Written problem:
Please rewrite the rows below, changing every "wooden" to "timber" and leaving everything else as it is.

Excerpted data:
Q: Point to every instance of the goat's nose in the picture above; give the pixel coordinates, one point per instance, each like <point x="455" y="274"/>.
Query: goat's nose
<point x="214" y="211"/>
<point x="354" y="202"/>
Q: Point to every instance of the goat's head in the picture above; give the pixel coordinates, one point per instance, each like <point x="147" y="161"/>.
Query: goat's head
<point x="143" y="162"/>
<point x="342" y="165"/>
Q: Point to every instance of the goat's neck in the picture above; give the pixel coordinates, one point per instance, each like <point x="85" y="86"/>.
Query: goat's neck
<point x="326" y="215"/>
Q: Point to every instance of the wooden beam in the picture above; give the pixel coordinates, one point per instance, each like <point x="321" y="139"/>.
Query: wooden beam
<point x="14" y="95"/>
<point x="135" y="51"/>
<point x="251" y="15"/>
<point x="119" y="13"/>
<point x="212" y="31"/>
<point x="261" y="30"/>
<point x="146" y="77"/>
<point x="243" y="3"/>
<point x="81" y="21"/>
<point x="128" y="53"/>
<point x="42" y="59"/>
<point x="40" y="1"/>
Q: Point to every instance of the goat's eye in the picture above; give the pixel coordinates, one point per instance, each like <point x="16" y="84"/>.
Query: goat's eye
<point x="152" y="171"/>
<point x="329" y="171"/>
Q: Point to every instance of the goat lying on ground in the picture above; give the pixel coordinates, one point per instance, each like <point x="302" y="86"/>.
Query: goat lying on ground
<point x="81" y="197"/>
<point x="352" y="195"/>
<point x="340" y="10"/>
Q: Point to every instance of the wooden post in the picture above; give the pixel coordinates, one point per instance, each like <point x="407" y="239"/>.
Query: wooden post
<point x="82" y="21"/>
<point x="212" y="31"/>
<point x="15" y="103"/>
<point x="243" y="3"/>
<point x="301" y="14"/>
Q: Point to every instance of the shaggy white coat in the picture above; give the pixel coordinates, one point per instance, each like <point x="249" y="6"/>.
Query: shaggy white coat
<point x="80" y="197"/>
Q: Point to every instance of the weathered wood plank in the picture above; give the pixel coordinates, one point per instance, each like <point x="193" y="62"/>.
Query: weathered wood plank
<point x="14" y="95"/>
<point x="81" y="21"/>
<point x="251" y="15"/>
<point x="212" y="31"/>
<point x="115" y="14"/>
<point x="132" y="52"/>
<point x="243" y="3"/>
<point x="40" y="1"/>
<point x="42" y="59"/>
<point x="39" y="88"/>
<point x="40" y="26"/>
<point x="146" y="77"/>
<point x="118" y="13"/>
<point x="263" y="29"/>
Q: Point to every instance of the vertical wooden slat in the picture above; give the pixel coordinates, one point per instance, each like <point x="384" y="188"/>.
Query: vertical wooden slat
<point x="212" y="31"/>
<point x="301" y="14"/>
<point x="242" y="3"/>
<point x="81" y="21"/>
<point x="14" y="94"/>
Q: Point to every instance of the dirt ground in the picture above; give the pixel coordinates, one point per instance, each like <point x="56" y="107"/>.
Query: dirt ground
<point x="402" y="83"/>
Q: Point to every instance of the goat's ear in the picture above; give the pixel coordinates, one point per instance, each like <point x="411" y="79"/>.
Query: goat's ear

Reply to the exercise:
Q: Point to every instance of the goat's nose in the picture above; give the pixel coordinates, one point per instance, each like <point x="455" y="274"/>.
Query: goat's nose
<point x="214" y="211"/>
<point x="354" y="202"/>
Q: Point to every instance of the goat's head in the picture above; give the pixel coordinates, one point per instance, each like <point x="147" y="161"/>.
Query: goat's head
<point x="143" y="162"/>
<point x="342" y="165"/>
Q: Point to every instance of the goat's neck in the picture above; give the pixel coordinates, one point per instance, each like <point x="85" y="86"/>.
Query: goat's neck
<point x="326" y="215"/>
Q: Point to every instance of the timber beam in the picture above; give the pixel coordinates, one point per instance, each like <point x="321" y="139"/>.
Query: timber beam
<point x="14" y="95"/>
<point x="135" y="51"/>
<point x="251" y="15"/>
<point x="119" y="13"/>
<point x="212" y="31"/>
<point x="261" y="30"/>
<point x="146" y="77"/>
<point x="243" y="3"/>
<point x="81" y="21"/>
<point x="128" y="53"/>
<point x="42" y="59"/>
<point x="40" y="1"/>
Q: Point to every instance of the goat's eye in the picture above; give the pixel coordinates, one point per instance, each like <point x="16" y="84"/>.
Query: goat's eye
<point x="152" y="171"/>
<point x="329" y="171"/>
Q: Point to every instance of the goat lying on ground in the picture above; give the pixel coordinates, one point per instance, each like <point x="302" y="86"/>.
Query: goat lying on ground
<point x="81" y="197"/>
<point x="352" y="195"/>
<point x="340" y="10"/>
Q: Point to every instance of the timber post in the picture above; give the pixel coordinates, one point per instance, each like <point x="407" y="239"/>.
Query: timber post
<point x="82" y="21"/>
<point x="212" y="31"/>
<point x="15" y="103"/>
<point x="243" y="3"/>
<point x="301" y="14"/>
Q: Point to every instance of the shaggy white coat in the picture above; give the pixel coordinates, one point per instance, each like <point x="249" y="6"/>.
Query: shaggy white coat
<point x="80" y="197"/>
Q: Point to every instance of the weathered wood plank in the picture above; give the pixel coordinates, one point per instance, each like <point x="193" y="62"/>.
Query: weathered wood plank
<point x="14" y="95"/>
<point x="81" y="21"/>
<point x="251" y="15"/>
<point x="212" y="31"/>
<point x="115" y="14"/>
<point x="132" y="52"/>
<point x="243" y="3"/>
<point x="40" y="1"/>
<point x="42" y="59"/>
<point x="39" y="88"/>
<point x="40" y="26"/>
<point x="146" y="77"/>
<point x="118" y="13"/>
<point x="263" y="29"/>
Q: Point to every instance of the vertical timber slat in the picture above; give the pixel coordinates, one point per instance, each like <point x="384" y="188"/>.
Query: vertical timber slat
<point x="212" y="31"/>
<point x="301" y="14"/>
<point x="242" y="3"/>
<point x="81" y="21"/>
<point x="14" y="94"/>
Q: Point to every instance of the dirt ground in the picture above; give the pixel coordinates, one point per instance, each like <point x="56" y="107"/>.
Query: dirt ground
<point x="402" y="83"/>
Q: Point to every instance of the goat's ear in the picture above; give the pixel coordinates, one point per instance, each like <point x="411" y="79"/>.
Query: goat's ear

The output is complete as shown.